**THE PROBLEM:** Exact copy, no pictures: output each line below as it stands.
START INFORMATION SHOWN
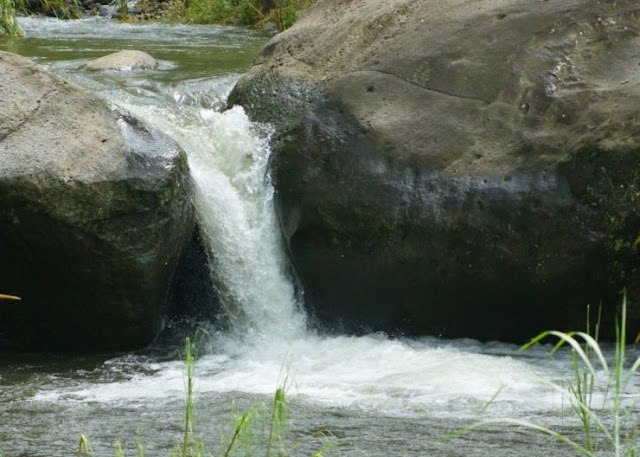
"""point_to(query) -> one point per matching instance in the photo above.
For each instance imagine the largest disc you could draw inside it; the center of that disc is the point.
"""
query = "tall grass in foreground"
(257, 431)
(616, 424)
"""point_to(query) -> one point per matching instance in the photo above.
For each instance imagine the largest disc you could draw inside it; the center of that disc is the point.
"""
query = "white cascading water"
(228, 157)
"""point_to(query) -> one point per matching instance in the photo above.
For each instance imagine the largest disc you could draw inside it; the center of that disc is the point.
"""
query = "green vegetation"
(8, 21)
(616, 423)
(258, 431)
(282, 13)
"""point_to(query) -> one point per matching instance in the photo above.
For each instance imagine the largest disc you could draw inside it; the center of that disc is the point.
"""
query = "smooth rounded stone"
(454, 167)
(124, 61)
(95, 216)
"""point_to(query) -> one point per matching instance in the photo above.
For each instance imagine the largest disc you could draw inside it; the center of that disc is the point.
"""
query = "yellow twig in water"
(9, 297)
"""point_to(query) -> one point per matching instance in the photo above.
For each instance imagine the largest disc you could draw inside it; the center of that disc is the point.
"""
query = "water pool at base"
(380, 396)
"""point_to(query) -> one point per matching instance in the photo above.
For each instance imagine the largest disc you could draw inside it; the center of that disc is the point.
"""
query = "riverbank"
(277, 14)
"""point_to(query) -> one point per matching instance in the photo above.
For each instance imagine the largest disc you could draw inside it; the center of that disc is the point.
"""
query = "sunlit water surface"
(380, 396)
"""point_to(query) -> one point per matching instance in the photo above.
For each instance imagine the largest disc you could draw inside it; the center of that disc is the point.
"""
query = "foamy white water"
(267, 345)
(228, 158)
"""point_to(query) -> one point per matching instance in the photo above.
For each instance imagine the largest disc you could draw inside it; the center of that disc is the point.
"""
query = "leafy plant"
(250, 433)
(620, 428)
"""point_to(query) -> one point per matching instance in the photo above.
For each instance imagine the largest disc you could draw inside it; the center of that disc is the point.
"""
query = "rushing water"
(381, 396)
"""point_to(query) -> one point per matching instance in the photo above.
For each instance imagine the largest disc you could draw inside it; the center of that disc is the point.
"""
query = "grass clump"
(282, 13)
(260, 430)
(8, 21)
(615, 423)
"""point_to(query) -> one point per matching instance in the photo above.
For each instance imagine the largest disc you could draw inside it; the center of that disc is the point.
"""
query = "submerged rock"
(124, 61)
(465, 169)
(95, 215)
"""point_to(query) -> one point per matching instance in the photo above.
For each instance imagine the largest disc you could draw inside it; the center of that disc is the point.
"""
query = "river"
(379, 396)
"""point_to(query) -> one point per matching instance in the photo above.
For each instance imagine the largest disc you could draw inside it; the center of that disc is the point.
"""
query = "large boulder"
(125, 60)
(457, 167)
(95, 214)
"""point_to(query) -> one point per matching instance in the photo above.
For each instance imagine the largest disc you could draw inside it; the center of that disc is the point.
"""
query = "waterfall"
(228, 157)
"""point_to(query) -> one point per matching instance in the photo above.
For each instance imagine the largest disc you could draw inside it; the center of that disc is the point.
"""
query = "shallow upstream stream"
(379, 396)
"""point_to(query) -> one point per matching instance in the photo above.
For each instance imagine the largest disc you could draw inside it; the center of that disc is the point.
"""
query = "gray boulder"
(95, 214)
(458, 168)
(124, 61)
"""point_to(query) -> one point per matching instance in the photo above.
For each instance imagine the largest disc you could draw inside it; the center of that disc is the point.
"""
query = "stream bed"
(379, 396)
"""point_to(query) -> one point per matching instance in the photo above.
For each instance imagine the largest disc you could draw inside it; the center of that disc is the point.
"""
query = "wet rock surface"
(95, 215)
(458, 168)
END INFORMATION SHOWN
**ANSWER SPACE:**
"""point_to(query) -> one point per matching instance in the photo above.
For each instance imagine the largest disc you could draw inside it; the center of that disc is the point.
"""
query = "tall grass in foreground"
(257, 431)
(616, 424)
"""point_to(query) -> one point per matching instance in the photo above.
For each instance imagine the largest disc you could draw inside it; the center of that disc is the point.
"""
query = "white cascading water"
(228, 157)
"""point_to(query) -> one point per matching instance in the photo above.
For each instance imagine the largest disc you could draw inside it; the center of that disc is the point.
"""
query = "green vegetation"
(8, 21)
(616, 423)
(258, 431)
(282, 13)
"""point_to(query) -> one point per matching instance in the photo above.
For each instance imagine the largest disc you could draw inside it; the center of that disc is the point.
"""
query = "smooth rounded stone"
(454, 167)
(124, 61)
(95, 216)
"""point_to(query) -> one point per matching instance in the photo above.
For each instance imagine the largest disc you could draw inside it; the center of that disc is the point.
"""
query = "yellow twig in water"
(9, 297)
"""point_to(query) -> one point per matching instance in the photo above.
For each instance imagine the largest disc you could draw inside it; the center of that disc is the point.
"""
query = "water pool at base"
(380, 396)
"""point_to(query) -> one point per matching instance in the photo above.
For each instance imagine the largest disc you could draw inside it; the center of that disc is the point.
"""
query = "riverbank"
(277, 14)
"""point_to(query) -> one point per matching instance in the photo above.
For each instance imagine the largest disc you could draw inside it; the center of that disc is the point.
"""
query = "sunlit water surface"
(380, 396)
"""point_to(query) -> one point per matching instance in the photo above.
For each instance imagine the largest disc you could draw inside it; the center of that disc is the point.
"""
query = "foamy white water"
(267, 345)
(228, 158)
"""point_to(query) -> one point per matching instance in the photo above.
For each instance imagine the largest disc you could draw inside it; the center of that disc is the point.
"""
query = "leafy plant"
(250, 433)
(620, 428)
"""point_to(query) -> one point per matching instance in the photo above.
For each instance imagine the largest disc you could draw inside it; the center of that disc is the point.
"""
query = "rushing water"
(381, 396)
"""point_to(query) -> one point per matching instance in the photo above.
For each instance imagine the largest disc you could draw inside it; the center of that disc is the point.
"""
query = "grass clump"
(282, 13)
(260, 430)
(8, 21)
(615, 423)
"""point_to(query) -> one point per matching instance in the photo above.
For each instance imagine the largest disc you could draw inside it; the center of that disc is the point.
"""
query = "submerged rock"
(124, 61)
(465, 169)
(95, 215)
"""point_to(query) -> one point per matching instance in the photo above.
For each instance imagine the largest disc you could draw inside it; the center of that disc is the point.
"""
query = "river"
(379, 396)
"""point_to(query) -> one point per matching instance in the photo above.
For each instance imagine the largest disc you could draw inside it; the center of that disc is the point.
"""
query = "large boulder"
(125, 60)
(457, 167)
(95, 214)
"""point_to(query) -> one point per matching instance in the photo above.
For each instance imagine the largest disc you could draw inside it; the center of that disc is the point.
"""
query = "waterfall"
(228, 157)
"""point_to(query) -> one point per matching instance in the photo above.
For each instance imagine the largest disc you could draw inside it; the center of that disc is the point.
"""
query = "shallow upstream stream"
(379, 396)
"""point_to(query) -> one point per matching instance in the photo above.
For each instance imagine the largest disc you could draw inside it; the center of that disc is the point.
"""
query = "gray boulder"
(95, 214)
(458, 168)
(124, 61)
"""point_to(query) -> one point per matching instance in the photo above.
For each instance imagine the largest disc you could draw inside it; the center of that disc is the point.
"""
query = "stream bed"
(379, 396)
"""point_to(query) -> one point per matching instance in the photo above.
For each instance imagine the largest disc you could draw inside it; the center of that disc is the point.
"""
query = "wet rock surface"
(95, 215)
(458, 168)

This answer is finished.